↓↓↓
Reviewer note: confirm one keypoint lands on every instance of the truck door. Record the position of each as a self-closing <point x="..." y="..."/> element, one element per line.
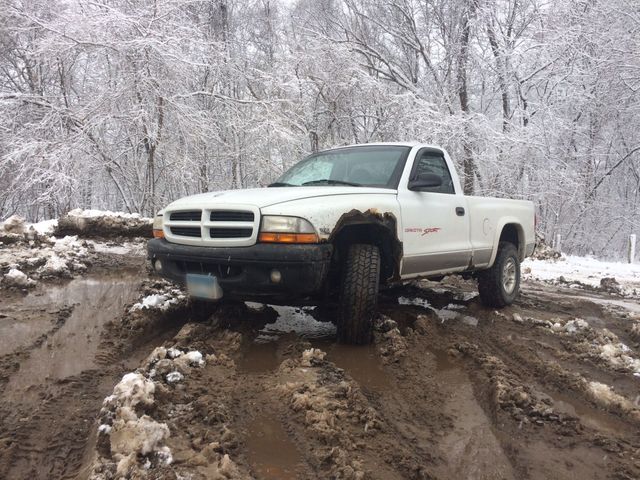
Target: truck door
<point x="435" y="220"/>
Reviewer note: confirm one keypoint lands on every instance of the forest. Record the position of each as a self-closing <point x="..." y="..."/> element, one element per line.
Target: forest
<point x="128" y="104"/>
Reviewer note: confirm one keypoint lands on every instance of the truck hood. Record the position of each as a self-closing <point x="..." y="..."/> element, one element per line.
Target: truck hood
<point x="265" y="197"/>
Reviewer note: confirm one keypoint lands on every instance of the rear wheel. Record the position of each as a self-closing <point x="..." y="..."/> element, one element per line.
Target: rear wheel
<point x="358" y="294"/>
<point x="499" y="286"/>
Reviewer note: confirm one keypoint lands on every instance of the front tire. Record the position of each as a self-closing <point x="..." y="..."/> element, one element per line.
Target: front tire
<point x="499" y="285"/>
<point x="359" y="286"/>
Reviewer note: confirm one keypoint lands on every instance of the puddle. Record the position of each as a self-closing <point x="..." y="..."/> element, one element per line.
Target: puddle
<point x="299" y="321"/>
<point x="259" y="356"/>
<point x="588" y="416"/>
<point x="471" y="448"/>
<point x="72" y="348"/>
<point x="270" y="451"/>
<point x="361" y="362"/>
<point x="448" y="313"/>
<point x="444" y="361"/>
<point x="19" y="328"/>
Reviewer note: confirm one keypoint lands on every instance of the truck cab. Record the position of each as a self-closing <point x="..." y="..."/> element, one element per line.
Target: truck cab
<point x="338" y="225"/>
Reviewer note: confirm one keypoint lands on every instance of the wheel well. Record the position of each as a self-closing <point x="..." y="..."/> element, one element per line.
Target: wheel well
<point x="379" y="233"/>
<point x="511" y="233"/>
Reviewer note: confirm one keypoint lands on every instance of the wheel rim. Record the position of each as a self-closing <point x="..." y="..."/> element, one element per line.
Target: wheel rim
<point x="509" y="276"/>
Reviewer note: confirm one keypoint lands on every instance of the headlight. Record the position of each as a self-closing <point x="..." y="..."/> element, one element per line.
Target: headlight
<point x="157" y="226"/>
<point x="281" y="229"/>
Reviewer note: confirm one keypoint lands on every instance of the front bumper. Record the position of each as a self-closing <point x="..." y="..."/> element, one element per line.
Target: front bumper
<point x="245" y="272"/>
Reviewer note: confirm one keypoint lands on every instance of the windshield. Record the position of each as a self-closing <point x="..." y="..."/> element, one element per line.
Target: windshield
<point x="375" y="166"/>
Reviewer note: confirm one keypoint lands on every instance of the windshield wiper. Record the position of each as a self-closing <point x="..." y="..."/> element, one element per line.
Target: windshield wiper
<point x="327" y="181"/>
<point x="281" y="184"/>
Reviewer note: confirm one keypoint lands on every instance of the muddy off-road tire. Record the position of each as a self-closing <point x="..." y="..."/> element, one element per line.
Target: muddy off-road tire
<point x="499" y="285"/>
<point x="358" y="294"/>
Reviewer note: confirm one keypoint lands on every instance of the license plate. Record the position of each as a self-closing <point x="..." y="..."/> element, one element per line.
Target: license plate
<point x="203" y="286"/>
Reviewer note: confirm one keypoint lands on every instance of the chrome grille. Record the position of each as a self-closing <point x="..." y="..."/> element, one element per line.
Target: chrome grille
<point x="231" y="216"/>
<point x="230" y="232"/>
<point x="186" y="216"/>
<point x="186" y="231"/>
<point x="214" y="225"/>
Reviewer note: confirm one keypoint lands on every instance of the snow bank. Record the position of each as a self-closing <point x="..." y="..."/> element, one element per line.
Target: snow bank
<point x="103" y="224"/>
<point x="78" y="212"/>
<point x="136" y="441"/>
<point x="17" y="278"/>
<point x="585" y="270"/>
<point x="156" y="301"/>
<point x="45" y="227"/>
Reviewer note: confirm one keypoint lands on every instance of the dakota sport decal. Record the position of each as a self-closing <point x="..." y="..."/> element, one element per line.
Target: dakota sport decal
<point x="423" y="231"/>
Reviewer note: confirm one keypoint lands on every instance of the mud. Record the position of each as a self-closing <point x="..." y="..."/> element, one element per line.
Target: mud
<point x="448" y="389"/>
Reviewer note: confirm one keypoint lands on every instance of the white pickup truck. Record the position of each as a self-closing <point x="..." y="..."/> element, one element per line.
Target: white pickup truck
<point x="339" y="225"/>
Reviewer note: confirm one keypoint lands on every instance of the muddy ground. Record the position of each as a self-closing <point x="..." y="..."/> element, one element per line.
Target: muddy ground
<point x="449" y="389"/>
↑↑↑
Every line above has to be output exactly; the pictures must be dropped.

Reviewer note: confirm one keypoint lands on every instance of the truck door. Record the position of each as a self-closing <point x="..." y="..."/> element, one element per line.
Target: truck door
<point x="435" y="220"/>
Reviewer note: confirm one keypoint lands on every instance of the forest. Record the position of each as a self-closing <point x="..." y="..."/> element, one element per line.
Target: forest
<point x="128" y="104"/>
Reviewer note: confirm one keypoint lands on every instance of the truck hood. Record the position of each as a self-closing <point x="..." y="..."/> element, one element per line.
Target: truck hood
<point x="265" y="197"/>
Reviewer note: confirm one keypoint lands on every instance of the rear wheel. Record the position of each as a self-closing <point x="..." y="..."/> element, one element per line.
Target: rear wheel
<point x="358" y="294"/>
<point x="499" y="286"/>
Reviewer note: confirm one keypoint lands on every instance of the front tire. Record the position of each as a self-closing <point x="..." y="..."/> element, one element per line.
Target: front tire
<point x="499" y="285"/>
<point x="359" y="286"/>
Reviewer note: confirm one keypoint lands on every instance of the puddle. Record the position of each as a self-closing <point x="..." y="..."/> element, one element per line.
Target: puddle
<point x="299" y="321"/>
<point x="259" y="356"/>
<point x="588" y="416"/>
<point x="471" y="448"/>
<point x="72" y="348"/>
<point x="270" y="451"/>
<point x="361" y="362"/>
<point x="448" y="313"/>
<point x="444" y="361"/>
<point x="19" y="328"/>
Reviewer note: confirm one keypoint lands on every instance of the truck cab. Record the position of each as a self-closing <point x="..." y="..."/> element, one element per line.
Target: truck cab
<point x="338" y="225"/>
Reviewer note: confirm one keypoint lands on every instance of the wheel well. Record the position of each as a self-closing <point x="..." y="..."/> element, one element per line.
Target: wheel well
<point x="379" y="233"/>
<point x="511" y="233"/>
Reviewer note: confirm one keypoint lands on every instance of the wheel rim. Record the position of each as a self-closing <point x="..." y="..."/> element, one element per line.
Target: wheel rim
<point x="509" y="276"/>
Reviewer note: confirm one keypoint lands on every instance of the headlight. Record the position of each as a self-closing <point x="..." y="..."/> element, one element per line.
Target: headlight
<point x="157" y="226"/>
<point x="281" y="229"/>
Reviewer note: confirm one keypoint lands on every instance of the front bumper. Record the position of each as a self-closing <point x="..." y="..."/> element, one element per line.
Target: front bumper
<point x="245" y="272"/>
Reviewer note: confirm one keypoint lands on every instance of the windshield. Record the position of each as a self-closing <point x="..." y="..."/> element, one element per line.
Target: windshield
<point x="375" y="166"/>
Reviewer note: confirm one keypoint lands on every instance of the windshield wiper. Record the position of each as a self-closing <point x="..." y="..."/> element, one element per line.
Target: windshield wiper
<point x="327" y="181"/>
<point x="281" y="184"/>
Reviewer note: confirm one keypoint lands on every instance of the muddy off-road tire. Record the position of each as a self-closing <point x="..." y="..."/> element, one element per line.
Target: muddy off-road tire
<point x="499" y="285"/>
<point x="358" y="294"/>
Reviewer note: confirm one keypoint lands on every instance of the license plate. Record the position of each as a self-closing <point x="..." y="..."/> element, one element per line.
Target: license plate
<point x="203" y="286"/>
Reviewer note: confirm one keypoint lands on every instance of the chrome grille. Record the position of each as a self-closing <point x="..." y="..."/> element, one element per line.
Target: chrome grille
<point x="231" y="216"/>
<point x="230" y="232"/>
<point x="186" y="216"/>
<point x="186" y="231"/>
<point x="214" y="225"/>
Reviewer note: confirm one keypoint lands on every instance of the snow bank. Record the position of each as a self-closing <point x="..." y="..."/> element, one element per line.
Target: snow bank
<point x="103" y="224"/>
<point x="78" y="212"/>
<point x="136" y="441"/>
<point x="17" y="278"/>
<point x="585" y="270"/>
<point x="156" y="301"/>
<point x="45" y="227"/>
Reviewer note: confirm one keypoint lands on every instance of the dakota sport decal. Record the position of each as a self-closing <point x="..." y="..."/> element, one element per line.
Target: dakota sport decal
<point x="423" y="231"/>
Reviewer note: confirm one keypoint lands on every instance of the mud. Record the position of each as a self-closing <point x="..." y="..."/> element, one element per line.
Target: mud
<point x="448" y="389"/>
Reviewer note: confirm one keypoint lands on every instance of the white pickup truck. Record the position of each as a self-closing <point x="..." y="..."/> element, one element per line.
Target: white pickup truck
<point x="339" y="225"/>
Reviewer note: confirm one keypoint lands on every instance of the muddy ground. Record the position of each as a self-closing <point x="..." y="..."/> element, one element per line.
Target: muddy ground
<point x="449" y="389"/>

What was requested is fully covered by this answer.